# TASK STATEMENT
Would you restate all the data that follows, word for word?

# MATERIAL FOR THIS TASK

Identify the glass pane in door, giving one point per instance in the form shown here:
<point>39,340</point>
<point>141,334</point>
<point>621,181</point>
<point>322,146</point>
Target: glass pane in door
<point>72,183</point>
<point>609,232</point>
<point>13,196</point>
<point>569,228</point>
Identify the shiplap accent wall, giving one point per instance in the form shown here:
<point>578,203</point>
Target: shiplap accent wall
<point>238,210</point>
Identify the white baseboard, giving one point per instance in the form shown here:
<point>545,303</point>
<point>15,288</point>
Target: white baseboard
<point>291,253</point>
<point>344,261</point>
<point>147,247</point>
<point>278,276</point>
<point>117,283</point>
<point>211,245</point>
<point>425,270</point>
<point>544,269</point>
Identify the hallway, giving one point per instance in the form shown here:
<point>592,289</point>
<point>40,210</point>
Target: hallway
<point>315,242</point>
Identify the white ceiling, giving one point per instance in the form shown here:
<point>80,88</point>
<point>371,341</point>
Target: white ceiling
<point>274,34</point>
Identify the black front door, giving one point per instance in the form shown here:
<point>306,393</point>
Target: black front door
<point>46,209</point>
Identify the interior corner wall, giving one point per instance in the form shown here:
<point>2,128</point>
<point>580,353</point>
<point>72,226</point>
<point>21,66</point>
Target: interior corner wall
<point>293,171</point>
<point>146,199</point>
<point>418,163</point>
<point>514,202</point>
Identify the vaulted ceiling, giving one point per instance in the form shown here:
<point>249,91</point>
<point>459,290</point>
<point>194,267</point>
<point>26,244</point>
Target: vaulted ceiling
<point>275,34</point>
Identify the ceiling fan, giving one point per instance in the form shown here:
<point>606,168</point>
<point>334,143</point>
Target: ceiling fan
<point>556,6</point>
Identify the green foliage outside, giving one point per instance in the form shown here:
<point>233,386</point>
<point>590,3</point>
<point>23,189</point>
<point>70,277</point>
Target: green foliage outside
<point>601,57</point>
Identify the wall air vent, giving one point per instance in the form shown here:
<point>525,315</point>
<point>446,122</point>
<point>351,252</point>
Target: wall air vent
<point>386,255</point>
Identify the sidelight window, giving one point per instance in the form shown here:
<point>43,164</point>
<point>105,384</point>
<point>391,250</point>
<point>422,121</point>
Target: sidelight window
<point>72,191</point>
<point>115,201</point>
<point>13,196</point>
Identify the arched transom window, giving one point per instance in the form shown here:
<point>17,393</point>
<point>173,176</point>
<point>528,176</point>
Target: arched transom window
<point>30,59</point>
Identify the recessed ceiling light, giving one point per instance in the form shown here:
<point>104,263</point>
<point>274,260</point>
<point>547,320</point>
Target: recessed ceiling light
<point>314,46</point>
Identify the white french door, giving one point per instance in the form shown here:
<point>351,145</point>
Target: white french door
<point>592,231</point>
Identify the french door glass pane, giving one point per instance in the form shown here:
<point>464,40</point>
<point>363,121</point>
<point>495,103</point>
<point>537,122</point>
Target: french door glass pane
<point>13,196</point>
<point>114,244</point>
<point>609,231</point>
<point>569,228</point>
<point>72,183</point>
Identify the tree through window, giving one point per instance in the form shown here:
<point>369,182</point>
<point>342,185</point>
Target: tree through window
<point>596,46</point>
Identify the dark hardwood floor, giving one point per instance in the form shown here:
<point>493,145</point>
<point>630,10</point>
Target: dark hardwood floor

# RESPONSE TO THE TASK
Identify the glass pane in door, giving one point per instance in the form shown here:
<point>39,340</point>
<point>141,334</point>
<point>621,181</point>
<point>322,146</point>
Target: glass pane in door
<point>72,183</point>
<point>609,232</point>
<point>13,196</point>
<point>569,228</point>
Identify the shiplap accent wall, giving one point per instance in the form shown here:
<point>578,203</point>
Target: shiplap accent wall
<point>238,210</point>
Identify the white baseboard, giving one point per instance in the form shown here:
<point>545,303</point>
<point>15,288</point>
Target: white baseboard
<point>291,253</point>
<point>344,261</point>
<point>147,247</point>
<point>278,276</point>
<point>117,283</point>
<point>211,245</point>
<point>425,270</point>
<point>544,269</point>
Identify the hallway, giving one point per instance in the form shown here:
<point>592,289</point>
<point>40,210</point>
Target: hallway
<point>315,242</point>
Identify the white ceiling, giving one point per instance in the form shown here:
<point>80,88</point>
<point>371,341</point>
Target: white ceiling
<point>274,34</point>
Identify the black front door, giving one point per instance in the form shown here:
<point>306,393</point>
Target: black front door
<point>46,209</point>
Identify the interior corner wall, giving one point per instance in the form shown here:
<point>2,128</point>
<point>580,353</point>
<point>72,226</point>
<point>21,66</point>
Target: interior corner wall
<point>293,171</point>
<point>146,199</point>
<point>418,163</point>
<point>514,202</point>
Identify the vaulted ceiling, giving one point per instance in the form shown here:
<point>249,91</point>
<point>459,290</point>
<point>194,267</point>
<point>26,244</point>
Target: vaulted ceiling
<point>275,34</point>
Identify the ceiling fan, giving one point per instance in the form shown here:
<point>606,168</point>
<point>334,143</point>
Target: ceiling fan
<point>556,6</point>
Identify the green foliage outside, giving one point per instance in the form shown here:
<point>233,386</point>
<point>590,3</point>
<point>23,189</point>
<point>70,277</point>
Target: green foliage outside
<point>601,57</point>
Identify the wall air vent, giving one point per instance in the form shown here:
<point>525,315</point>
<point>446,122</point>
<point>351,252</point>
Target: wall air vent
<point>386,255</point>
Identify the sidelight window, giving one point per instance in the form shown here:
<point>43,164</point>
<point>105,384</point>
<point>391,250</point>
<point>422,121</point>
Target: sidelight window
<point>72,191</point>
<point>115,201</point>
<point>13,196</point>
Identify the arched transom window, giving one point per instance in the form shown here:
<point>17,393</point>
<point>173,176</point>
<point>528,176</point>
Target: arched transom window
<point>30,59</point>
Identify the recessed ceiling light, giving one point per instance in the form shown here:
<point>104,263</point>
<point>274,260</point>
<point>547,320</point>
Target: recessed ceiling light
<point>314,46</point>
Identify the white french door, giving one point per instance in the form shown here:
<point>351,145</point>
Target: white french door
<point>592,231</point>
Identify the french door glass pane, giving one point per instance in the form shown here:
<point>464,40</point>
<point>363,121</point>
<point>495,103</point>
<point>537,122</point>
Target: french door glass pane
<point>13,196</point>
<point>114,244</point>
<point>609,231</point>
<point>569,228</point>
<point>72,183</point>
Identify the tree through window, giving one point per instance in the form shown here:
<point>369,182</point>
<point>342,185</point>
Target: tree through window
<point>596,46</point>
Identify the dark hardwood floor, giving one point per instance in the form shown here:
<point>493,145</point>
<point>630,10</point>
Target: dark hardwood floor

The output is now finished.